═══ SUPPLIED ENTRIES

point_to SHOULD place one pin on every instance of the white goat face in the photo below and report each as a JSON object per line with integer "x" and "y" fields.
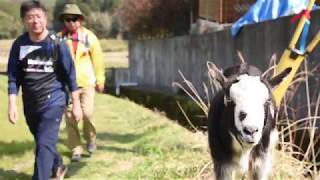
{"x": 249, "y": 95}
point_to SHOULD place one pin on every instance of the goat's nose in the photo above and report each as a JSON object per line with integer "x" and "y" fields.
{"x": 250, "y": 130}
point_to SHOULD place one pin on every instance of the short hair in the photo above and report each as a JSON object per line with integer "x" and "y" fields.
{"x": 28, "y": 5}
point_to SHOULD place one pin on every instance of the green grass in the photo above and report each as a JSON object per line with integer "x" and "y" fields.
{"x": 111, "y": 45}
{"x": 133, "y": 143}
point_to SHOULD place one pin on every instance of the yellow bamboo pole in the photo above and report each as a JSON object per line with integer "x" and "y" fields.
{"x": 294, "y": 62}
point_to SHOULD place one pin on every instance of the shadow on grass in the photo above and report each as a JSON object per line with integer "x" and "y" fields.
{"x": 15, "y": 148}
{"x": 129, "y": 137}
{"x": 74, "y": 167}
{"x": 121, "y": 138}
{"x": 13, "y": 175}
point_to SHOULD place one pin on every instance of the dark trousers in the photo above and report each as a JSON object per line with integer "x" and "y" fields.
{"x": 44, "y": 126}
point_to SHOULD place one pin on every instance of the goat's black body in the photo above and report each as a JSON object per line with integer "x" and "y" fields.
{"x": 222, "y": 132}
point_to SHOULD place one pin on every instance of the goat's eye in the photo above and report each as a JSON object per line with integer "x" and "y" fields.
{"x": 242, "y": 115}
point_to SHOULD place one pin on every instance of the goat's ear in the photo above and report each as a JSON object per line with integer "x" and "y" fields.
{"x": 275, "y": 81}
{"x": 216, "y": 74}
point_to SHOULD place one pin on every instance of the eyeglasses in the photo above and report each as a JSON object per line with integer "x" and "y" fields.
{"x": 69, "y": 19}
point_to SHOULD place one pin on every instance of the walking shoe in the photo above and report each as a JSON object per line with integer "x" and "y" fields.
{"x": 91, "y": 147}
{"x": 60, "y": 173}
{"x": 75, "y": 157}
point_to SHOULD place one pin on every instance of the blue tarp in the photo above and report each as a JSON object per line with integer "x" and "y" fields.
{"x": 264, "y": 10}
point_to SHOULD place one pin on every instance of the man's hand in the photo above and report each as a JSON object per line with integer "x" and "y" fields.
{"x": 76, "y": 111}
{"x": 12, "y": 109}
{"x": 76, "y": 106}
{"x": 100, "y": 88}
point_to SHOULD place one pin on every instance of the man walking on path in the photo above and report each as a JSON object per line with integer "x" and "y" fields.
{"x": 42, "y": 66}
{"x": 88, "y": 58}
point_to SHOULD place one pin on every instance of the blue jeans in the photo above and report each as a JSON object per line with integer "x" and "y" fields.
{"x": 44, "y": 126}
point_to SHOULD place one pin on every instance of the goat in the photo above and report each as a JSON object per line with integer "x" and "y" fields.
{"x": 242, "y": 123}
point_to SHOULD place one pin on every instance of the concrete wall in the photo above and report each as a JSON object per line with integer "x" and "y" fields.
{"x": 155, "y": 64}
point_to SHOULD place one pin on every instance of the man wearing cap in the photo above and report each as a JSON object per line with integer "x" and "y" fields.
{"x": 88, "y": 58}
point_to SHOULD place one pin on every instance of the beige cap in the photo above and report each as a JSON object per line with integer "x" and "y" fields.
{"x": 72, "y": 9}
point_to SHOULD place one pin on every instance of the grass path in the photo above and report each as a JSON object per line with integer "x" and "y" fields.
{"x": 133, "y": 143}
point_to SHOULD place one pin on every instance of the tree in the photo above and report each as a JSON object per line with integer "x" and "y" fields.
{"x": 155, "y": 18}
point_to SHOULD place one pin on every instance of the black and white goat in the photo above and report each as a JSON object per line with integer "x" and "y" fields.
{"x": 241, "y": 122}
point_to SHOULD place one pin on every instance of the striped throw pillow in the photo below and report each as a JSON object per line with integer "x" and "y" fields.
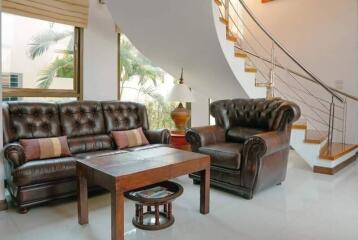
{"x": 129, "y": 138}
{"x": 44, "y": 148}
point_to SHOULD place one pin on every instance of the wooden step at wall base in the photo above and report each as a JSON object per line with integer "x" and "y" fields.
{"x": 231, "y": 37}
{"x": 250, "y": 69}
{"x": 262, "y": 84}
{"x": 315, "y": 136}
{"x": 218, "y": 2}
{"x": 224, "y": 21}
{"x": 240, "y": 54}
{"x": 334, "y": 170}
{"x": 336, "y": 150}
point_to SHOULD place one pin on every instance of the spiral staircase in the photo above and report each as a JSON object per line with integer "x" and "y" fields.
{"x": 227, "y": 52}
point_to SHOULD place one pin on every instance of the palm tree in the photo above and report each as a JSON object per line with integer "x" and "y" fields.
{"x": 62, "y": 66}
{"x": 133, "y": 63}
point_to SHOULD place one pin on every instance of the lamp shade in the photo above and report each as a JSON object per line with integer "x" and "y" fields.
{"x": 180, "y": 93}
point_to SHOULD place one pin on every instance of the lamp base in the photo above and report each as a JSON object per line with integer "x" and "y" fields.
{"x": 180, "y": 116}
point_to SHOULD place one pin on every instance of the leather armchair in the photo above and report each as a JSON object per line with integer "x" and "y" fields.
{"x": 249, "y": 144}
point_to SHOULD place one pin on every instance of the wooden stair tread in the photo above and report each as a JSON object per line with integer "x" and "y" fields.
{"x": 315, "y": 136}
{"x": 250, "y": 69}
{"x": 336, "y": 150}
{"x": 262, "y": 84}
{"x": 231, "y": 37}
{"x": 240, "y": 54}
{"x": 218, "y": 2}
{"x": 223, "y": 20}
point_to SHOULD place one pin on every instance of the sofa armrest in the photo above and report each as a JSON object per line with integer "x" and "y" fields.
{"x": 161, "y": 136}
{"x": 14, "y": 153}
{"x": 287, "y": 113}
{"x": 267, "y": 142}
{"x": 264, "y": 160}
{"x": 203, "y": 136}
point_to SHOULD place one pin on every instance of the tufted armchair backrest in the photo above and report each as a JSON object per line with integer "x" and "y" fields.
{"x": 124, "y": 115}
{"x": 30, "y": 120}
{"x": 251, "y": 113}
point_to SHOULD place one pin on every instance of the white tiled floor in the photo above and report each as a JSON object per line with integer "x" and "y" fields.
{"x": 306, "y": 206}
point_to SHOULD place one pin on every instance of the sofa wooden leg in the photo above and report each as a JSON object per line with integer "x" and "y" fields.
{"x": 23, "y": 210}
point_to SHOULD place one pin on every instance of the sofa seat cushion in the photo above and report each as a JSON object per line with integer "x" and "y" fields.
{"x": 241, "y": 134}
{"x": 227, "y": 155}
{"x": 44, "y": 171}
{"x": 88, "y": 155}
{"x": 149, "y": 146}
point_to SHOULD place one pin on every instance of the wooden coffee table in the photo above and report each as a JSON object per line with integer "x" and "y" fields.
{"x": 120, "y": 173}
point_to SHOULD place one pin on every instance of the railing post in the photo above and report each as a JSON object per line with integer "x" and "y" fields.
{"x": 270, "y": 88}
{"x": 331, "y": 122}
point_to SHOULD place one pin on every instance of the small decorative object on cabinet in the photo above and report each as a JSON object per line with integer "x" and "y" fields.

══════

TASK REQUIREMENTS:
Please reproduce each entry exactly as given and omit the pictures.

ANSWER BELOW:
point_to SHOULD place one pin on every instance of the white goat face in the photo below and report each as a JSON object per line with integer "x" and "y" fields.
{"x": 249, "y": 95}
point_to SHOULD place one pin on every instance of the goat's nose in the photo above and report each as a JSON object per line with integer "x" and "y" fields.
{"x": 250, "y": 130}
point_to SHOULD place one pin on every instance of the short hair in the photo above and report each as a JSON object per line with integer "x" and "y" fields.
{"x": 28, "y": 5}
point_to SHOULD place one pin on every instance of the green grass in the photo above and report each as a JSON object per line with integer "x" and "y" fields.
{"x": 111, "y": 45}
{"x": 133, "y": 143}
point_to SHOULD place one pin on every instance of the yellow bamboo pole in the photo above and report each as a JSON object per line with integer "x" and "y" fields.
{"x": 294, "y": 62}
point_to SHOULD place one pin on every instance of the shadow on grass in the photo above and report each as a JSON object per line with integer "x" and "y" fields.
{"x": 15, "y": 148}
{"x": 129, "y": 137}
{"x": 74, "y": 167}
{"x": 121, "y": 138}
{"x": 13, "y": 175}
point_to SHOULD place one pin on every instance of the dark trousers in the photo above and report each as a JSON object per line with integer "x" and "y" fields.
{"x": 44, "y": 126}
point_to SHOULD place one pin on every instance of the goat's black body in the photo above and report each as a JSON object per line with integer "x" and "y" fields.
{"x": 222, "y": 132}
point_to SHOULD place one pin on every instance of the goat's eye in the photo above and report each as a JSON object per line with integer "x" and "y" fields.
{"x": 242, "y": 115}
point_to SHOULD place one pin on every instance of the goat's ear in the photo above and report each as a JSON object per line with integer "x" and "y" fields.
{"x": 275, "y": 81}
{"x": 216, "y": 74}
point_to SHOULD place one pin on every instance of the eyeglasses in the photo above and report each as a JSON object per line with integer "x" and "y" fields.
{"x": 69, "y": 19}
point_to SHOULD place one pin on every instance of the walking shoe in the photo above and report each as a JSON object per line with integer "x" and "y" fields.
{"x": 91, "y": 147}
{"x": 60, "y": 173}
{"x": 75, "y": 157}
point_to SHOULD place one pin on every instance of the blue tarp in the photo above and report each as a JSON object per line with integer "x" and "y" fields.
{"x": 264, "y": 10}
point_to SHOULD place one pin on every instance of the man's hand in the photo above and report each as a JSON object per line with integer "x" and "y" fields.
{"x": 76, "y": 111}
{"x": 12, "y": 109}
{"x": 76, "y": 106}
{"x": 100, "y": 88}
point_to SHOULD place one pin on every instance of the man walking on path in the photo above and report each as a JSON object per line with integer "x" and "y" fields.
{"x": 42, "y": 66}
{"x": 88, "y": 58}
point_to SHOULD place one pin on every instance of the blue jeans in the photo above and report each as a JSON object per line with integer "x" and "y" fields.
{"x": 44, "y": 126}
point_to SHOULD place one pin on every instance of the goat in the photo above and report each as a JSON object per line with integer "x" and "y" fields.
{"x": 242, "y": 123}
point_to SHOULD place one pin on every instance of the concrete wall in the photo above and report each as a JSON object per line with integer "x" and "y" fields.
{"x": 155, "y": 64}
point_to SHOULD place one pin on every instance of the man wearing cap in the photo above and report each as a JSON object per line with integer "x" and "y" fields.
{"x": 88, "y": 58}
point_to SHOULD place one pin on every instance of the beige cap in the photo above and report each as a JSON object per line with integer "x" and "y" fields.
{"x": 72, "y": 9}
point_to SHOULD place one pin on every instance of the grass path in the photo above and report each as a JSON object per line with integer "x" and "y" fields.
{"x": 133, "y": 143}
point_to SHOULD place one pin on every instance of the tree in the photo above and report each as a JSON object per line with integer "x" and "y" fields.
{"x": 155, "y": 18}
point_to SHOULD place one pin on every instance of the black and white goat in the photo above and report each as a JSON object per line with integer "x" and "y" fields.
{"x": 241, "y": 122}
point_to SHOULD place one pin on every instance of the striped throw pillow in the photo below and report each as a JSON object per line with integer "x" and "y" fields.
{"x": 129, "y": 138}
{"x": 44, "y": 148}
point_to SHOULD place one pin on every instance of the wooden step at wall base in the photo above and report each as a JSON object per line with integer "x" and "y" fields.
{"x": 231, "y": 37}
{"x": 250, "y": 69}
{"x": 262, "y": 84}
{"x": 315, "y": 136}
{"x": 218, "y": 2}
{"x": 224, "y": 21}
{"x": 240, "y": 54}
{"x": 334, "y": 170}
{"x": 336, "y": 150}
point_to SHOULD place one pin on every instance of the spiral staircase in the photo above and report each as a JSON object per line with integer "x" and "y" fields.
{"x": 227, "y": 52}
point_to SHOULD place one pin on every instance of the palm tree in the photo above and report each as a JSON object per line with integer "x" and "y" fields.
{"x": 62, "y": 66}
{"x": 133, "y": 63}
point_to SHOULD place one pin on every instance of the lamp shade in the photo above and report each as a JSON object per line with integer "x" and "y" fields.
{"x": 180, "y": 93}
point_to SHOULD place one pin on every instance of the lamp base in the photo above and report each as a JSON object per line with integer "x" and "y" fields.
{"x": 180, "y": 116}
point_to SHOULD place one pin on every instance of the leather armchair in the photo above and report each as a JSON object per line with integer "x" and "y" fields.
{"x": 249, "y": 144}
point_to SHOULD place one pin on every instance of the wooden stair tread in the photo above and report each as a JSON object per line with integer "x" and "y" fields.
{"x": 315, "y": 136}
{"x": 250, "y": 69}
{"x": 336, "y": 150}
{"x": 262, "y": 84}
{"x": 231, "y": 37}
{"x": 240, "y": 54}
{"x": 218, "y": 2}
{"x": 223, "y": 20}
point_to SHOULD place one pin on every instance of the sofa armrest in the photo above and report each as a JSON object per line with integer "x" and "y" fields.
{"x": 161, "y": 136}
{"x": 14, "y": 153}
{"x": 287, "y": 113}
{"x": 267, "y": 142}
{"x": 264, "y": 160}
{"x": 203, "y": 136}
point_to SHOULD place one pin on every instance of the tufted armchair backrest in the photo above and report each as a JSON object per line with integer "x" and "y" fields.
{"x": 124, "y": 115}
{"x": 30, "y": 120}
{"x": 251, "y": 113}
point_to SHOULD place one pin on every instance of the white tiled floor in the photo above and report each as a JSON object per line with integer "x" and "y" fields.
{"x": 306, "y": 206}
point_to SHOULD place one pin on every instance of the sofa wooden leg in the photo above and report each as a JSON object per line with integer "x" and "y" fields.
{"x": 23, "y": 210}
point_to SHOULD place one pin on every instance of the sofa seat cushion in the photo above and report each as a JSON object per line with integer "x" and "y" fields.
{"x": 241, "y": 134}
{"x": 227, "y": 155}
{"x": 44, "y": 171}
{"x": 88, "y": 155}
{"x": 149, "y": 146}
point_to SHOULD place one pin on every instance of the wooden coffee table in the photo above and report each as a JSON object per line with integer "x" and "y" fields.
{"x": 120, "y": 173}
point_to SHOULD place one pin on every instance of the railing post in the photo above and report each as a JSON object per line with integer "x" and "y" fields.
{"x": 270, "y": 88}
{"x": 331, "y": 122}
point_to SHOULD place one pin on every instance of the small decorative object on cabinet in the photo above and report each as a JSON object per line with integer "x" and "y" fields.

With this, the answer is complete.